(Dataset excerpts)

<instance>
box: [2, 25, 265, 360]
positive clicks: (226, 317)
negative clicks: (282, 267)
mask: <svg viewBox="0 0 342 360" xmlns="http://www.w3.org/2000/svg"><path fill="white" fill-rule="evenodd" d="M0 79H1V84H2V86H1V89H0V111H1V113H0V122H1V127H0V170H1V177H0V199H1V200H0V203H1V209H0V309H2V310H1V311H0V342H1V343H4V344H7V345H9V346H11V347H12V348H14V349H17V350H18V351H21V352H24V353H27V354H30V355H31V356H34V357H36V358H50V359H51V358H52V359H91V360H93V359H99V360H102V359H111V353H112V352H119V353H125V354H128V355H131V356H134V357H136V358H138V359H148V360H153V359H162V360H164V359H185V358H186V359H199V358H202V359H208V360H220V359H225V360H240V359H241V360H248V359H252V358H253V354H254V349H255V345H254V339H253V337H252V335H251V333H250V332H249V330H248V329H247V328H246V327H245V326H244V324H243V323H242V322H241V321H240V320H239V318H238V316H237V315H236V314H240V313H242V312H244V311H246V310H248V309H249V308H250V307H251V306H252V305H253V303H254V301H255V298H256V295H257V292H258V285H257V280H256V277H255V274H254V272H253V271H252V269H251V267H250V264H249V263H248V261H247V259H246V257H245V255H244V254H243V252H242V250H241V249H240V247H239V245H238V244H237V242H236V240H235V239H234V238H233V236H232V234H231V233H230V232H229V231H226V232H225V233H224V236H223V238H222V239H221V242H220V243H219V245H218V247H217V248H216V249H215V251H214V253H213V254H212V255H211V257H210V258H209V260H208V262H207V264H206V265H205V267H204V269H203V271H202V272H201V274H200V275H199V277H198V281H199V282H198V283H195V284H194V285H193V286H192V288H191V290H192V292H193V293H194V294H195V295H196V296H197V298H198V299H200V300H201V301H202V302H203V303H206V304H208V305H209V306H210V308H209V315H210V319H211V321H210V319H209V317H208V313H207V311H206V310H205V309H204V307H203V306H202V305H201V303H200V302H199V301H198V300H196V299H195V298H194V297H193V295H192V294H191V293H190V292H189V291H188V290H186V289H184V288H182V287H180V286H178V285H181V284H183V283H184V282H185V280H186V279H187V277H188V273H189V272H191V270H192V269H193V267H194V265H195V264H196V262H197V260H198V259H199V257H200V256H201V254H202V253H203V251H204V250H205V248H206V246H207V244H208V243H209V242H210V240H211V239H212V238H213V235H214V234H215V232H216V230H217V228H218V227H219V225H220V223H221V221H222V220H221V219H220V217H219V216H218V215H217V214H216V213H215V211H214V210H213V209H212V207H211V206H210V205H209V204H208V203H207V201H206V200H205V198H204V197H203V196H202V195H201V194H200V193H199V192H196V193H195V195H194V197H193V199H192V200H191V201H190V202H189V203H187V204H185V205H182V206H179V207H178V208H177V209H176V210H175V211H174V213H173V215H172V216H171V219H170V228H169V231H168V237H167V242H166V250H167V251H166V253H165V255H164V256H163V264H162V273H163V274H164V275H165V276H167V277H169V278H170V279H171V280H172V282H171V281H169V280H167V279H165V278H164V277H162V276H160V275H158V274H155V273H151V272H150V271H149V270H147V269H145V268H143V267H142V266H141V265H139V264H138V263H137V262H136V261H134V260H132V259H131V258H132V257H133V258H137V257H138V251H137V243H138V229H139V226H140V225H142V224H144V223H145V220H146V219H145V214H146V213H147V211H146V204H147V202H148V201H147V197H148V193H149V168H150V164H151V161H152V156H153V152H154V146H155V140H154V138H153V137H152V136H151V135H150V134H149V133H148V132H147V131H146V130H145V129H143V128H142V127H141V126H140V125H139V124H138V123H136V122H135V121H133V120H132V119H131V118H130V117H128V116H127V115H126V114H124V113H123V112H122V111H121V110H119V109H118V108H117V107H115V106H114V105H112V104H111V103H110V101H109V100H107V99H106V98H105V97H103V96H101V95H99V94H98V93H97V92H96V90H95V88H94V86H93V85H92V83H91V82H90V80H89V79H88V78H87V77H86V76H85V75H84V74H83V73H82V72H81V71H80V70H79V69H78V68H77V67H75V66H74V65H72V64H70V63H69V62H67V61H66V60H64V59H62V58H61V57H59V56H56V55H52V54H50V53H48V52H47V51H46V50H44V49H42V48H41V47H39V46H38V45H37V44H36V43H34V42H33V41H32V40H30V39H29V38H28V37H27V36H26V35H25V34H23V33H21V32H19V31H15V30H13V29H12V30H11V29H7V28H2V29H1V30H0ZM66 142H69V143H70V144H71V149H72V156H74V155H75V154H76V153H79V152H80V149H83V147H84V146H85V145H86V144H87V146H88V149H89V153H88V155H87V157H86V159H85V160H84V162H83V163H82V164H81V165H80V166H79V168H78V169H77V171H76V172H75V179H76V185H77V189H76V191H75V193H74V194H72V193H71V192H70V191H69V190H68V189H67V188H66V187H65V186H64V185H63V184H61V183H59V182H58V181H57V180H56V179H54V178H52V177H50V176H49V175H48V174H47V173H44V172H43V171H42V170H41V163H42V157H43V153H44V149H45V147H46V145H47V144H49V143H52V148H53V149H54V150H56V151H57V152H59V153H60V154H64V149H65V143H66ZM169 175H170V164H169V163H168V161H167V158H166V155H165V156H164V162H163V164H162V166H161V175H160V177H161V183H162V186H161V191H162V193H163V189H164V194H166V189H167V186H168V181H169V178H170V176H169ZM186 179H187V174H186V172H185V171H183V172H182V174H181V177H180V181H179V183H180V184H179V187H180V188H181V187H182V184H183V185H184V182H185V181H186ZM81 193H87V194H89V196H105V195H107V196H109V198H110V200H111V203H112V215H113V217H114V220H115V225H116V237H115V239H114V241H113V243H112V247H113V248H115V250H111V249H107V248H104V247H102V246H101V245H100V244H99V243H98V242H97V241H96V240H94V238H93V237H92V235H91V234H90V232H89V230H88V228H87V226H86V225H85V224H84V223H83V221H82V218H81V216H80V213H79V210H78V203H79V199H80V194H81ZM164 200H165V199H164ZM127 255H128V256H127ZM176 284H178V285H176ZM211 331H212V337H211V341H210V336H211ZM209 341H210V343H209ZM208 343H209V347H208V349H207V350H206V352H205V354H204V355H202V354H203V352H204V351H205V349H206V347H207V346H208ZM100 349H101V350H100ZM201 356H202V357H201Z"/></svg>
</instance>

Task directions => Transcribe every record verbatim.

Task response =>
<instance>
box: [2, 25, 265, 360]
positive clicks: (226, 317)
negative clicks: (282, 267)
mask: <svg viewBox="0 0 342 360" xmlns="http://www.w3.org/2000/svg"><path fill="white" fill-rule="evenodd" d="M0 79H1V84H2V86H1V89H0V111H1V113H0V122H1V127H0V170H1V177H0V199H1V200H0V203H1V209H0V309H2V310H1V311H0V342H1V343H4V344H7V345H9V346H11V347H12V348H14V349H17V350H18V351H21V352H24V353H27V354H30V355H31V356H34V357H36V358H50V359H51V358H52V359H91V360H93V359H99V360H102V359H111V353H112V352H119V353H125V354H128V355H131V356H134V357H136V358H138V359H148V360H153V359H162V360H164V359H185V358H186V359H199V358H202V359H208V360H220V359H225V360H240V359H241V360H248V359H252V358H253V354H254V349H255V345H254V339H253V337H252V335H251V333H250V332H249V330H248V329H247V328H246V327H245V326H244V324H243V323H242V322H241V321H240V320H239V318H238V316H237V315H236V314H240V313H242V312H244V311H246V310H248V309H249V308H250V307H251V306H252V305H253V303H254V301H255V298H256V295H257V292H258V285H257V280H256V277H255V274H254V272H253V271H252V269H251V267H250V264H249V263H248V261H247V259H246V257H245V255H244V254H243V252H242V250H241V249H240V247H239V245H238V244H237V242H236V240H235V239H234V238H233V236H232V234H231V233H230V232H229V231H226V232H225V233H224V236H223V238H222V239H221V242H220V243H219V245H218V247H217V248H216V249H215V251H214V253H213V254H212V255H211V257H210V258H209V260H208V262H207V264H206V265H205V267H204V269H203V271H202V272H201V274H200V275H199V277H198V281H199V282H198V283H195V284H194V285H193V286H192V288H191V290H192V292H193V293H194V294H195V295H196V296H197V298H198V299H200V300H201V301H202V302H203V303H206V304H208V305H209V306H210V308H209V315H210V319H211V321H210V319H209V317H208V313H207V311H206V310H205V309H204V307H203V306H202V305H201V303H200V302H199V301H198V300H196V299H195V298H194V297H193V295H192V294H191V293H190V292H189V291H188V290H186V289H184V288H182V287H180V286H178V285H181V284H183V283H184V282H185V280H186V279H187V277H188V273H189V272H191V270H192V269H193V267H194V265H195V264H196V262H197V260H198V259H199V257H200V256H201V254H202V253H203V251H204V250H205V248H206V246H207V244H208V243H209V242H210V240H211V239H212V238H213V235H214V234H215V232H216V230H217V228H218V227H219V225H220V223H221V221H222V220H221V219H220V217H219V216H218V215H217V214H216V213H215V211H214V210H213V209H212V207H211V206H210V205H209V204H208V203H207V201H206V200H205V198H204V197H203V196H202V195H201V194H200V193H199V192H196V193H195V195H194V197H193V199H192V200H191V201H190V202H189V203H187V204H185V205H182V206H179V207H178V208H177V209H176V210H175V211H174V213H173V215H172V216H171V219H170V228H169V231H168V237H167V242H166V250H167V251H166V253H165V255H164V256H163V264H162V273H163V274H164V275H165V276H167V277H169V278H170V279H171V280H172V282H171V281H169V280H167V279H165V278H164V277H162V276H160V275H158V274H155V273H151V272H150V271H149V270H147V269H145V268H143V267H142V266H141V265H139V264H138V263H137V262H136V261H134V260H132V259H131V258H132V257H133V258H137V257H138V251H137V243H138V229H139V226H140V225H142V224H144V223H145V220H146V219H145V214H146V213H147V211H146V204H147V202H148V201H147V197H148V193H149V168H150V164H151V161H152V156H153V152H154V146H155V140H154V138H153V137H152V136H151V135H150V134H149V133H148V132H147V131H146V130H145V129H143V128H142V127H141V126H140V125H139V124H138V123H136V122H135V121H133V120H132V119H131V118H130V117H128V116H127V115H126V114H124V113H123V112H122V111H121V110H119V109H118V108H117V107H115V106H114V105H112V104H111V103H110V101H109V100H107V99H106V98H105V97H103V96H101V95H99V94H98V93H97V92H96V90H95V88H94V86H93V85H92V83H91V82H90V80H89V79H88V78H87V77H86V76H85V75H84V74H83V73H82V72H81V71H80V70H79V69H78V68H77V67H75V66H74V65H72V64H70V63H69V62H67V61H66V60H64V59H62V58H61V57H59V56H56V55H52V54H50V53H48V52H47V51H46V50H44V49H42V48H41V47H39V46H38V45H37V44H36V43H34V42H33V41H32V40H30V39H29V38H28V37H27V36H26V35H25V34H23V33H21V32H19V31H15V30H13V29H12V30H11V29H7V28H2V29H1V30H0ZM66 142H69V143H70V144H71V149H72V156H74V155H75V154H76V153H79V152H80V149H83V147H84V146H85V145H86V144H87V146H88V149H89V153H88V155H87V157H86V159H85V160H84V162H83V163H82V164H81V165H80V166H79V168H78V169H77V171H76V172H75V179H76V185H77V189H76V191H75V193H74V194H72V193H71V192H70V191H69V190H68V189H67V188H66V187H65V186H64V185H63V184H61V183H59V182H58V181H57V180H56V179H54V178H52V177H50V176H49V175H48V174H47V173H44V172H43V171H42V170H41V163H42V157H43V153H44V149H45V147H46V145H47V144H49V143H52V148H53V149H54V150H56V151H57V152H59V153H60V154H64V149H65V143H66ZM169 175H170V164H169V163H168V161H167V158H166V155H165V156H164V162H163V164H162V166H161V175H160V177H161V183H162V186H161V191H162V193H163V189H164V194H166V189H167V186H168V181H169V178H170V176H169ZM186 179H187V174H186V172H185V171H183V172H182V174H181V177H180V181H179V183H180V184H179V187H180V188H181V187H182V184H183V185H184V182H185V181H186ZM81 193H87V194H89V196H105V195H107V196H109V198H110V200H111V203H112V215H113V217H114V220H115V225H116V237H115V239H114V241H113V243H112V247H113V248H115V250H111V249H107V248H104V247H102V246H101V245H100V244H99V243H98V242H97V241H96V240H94V238H93V237H92V235H91V234H90V232H89V230H88V228H87V226H86V225H85V224H84V223H83V221H82V218H81V216H80V213H79V210H78V203H79V199H80V194H81ZM164 200H165V199H164ZM127 255H128V256H127ZM176 284H178V285H176ZM211 331H212V337H211V341H210V336H211ZM209 341H210V343H209ZM208 343H209V347H208V349H207V350H206V352H205V354H204V355H202V354H203V352H204V351H205V349H206V347H207V346H208ZM100 349H101V350H100ZM201 356H202V357H201Z"/></svg>
</instance>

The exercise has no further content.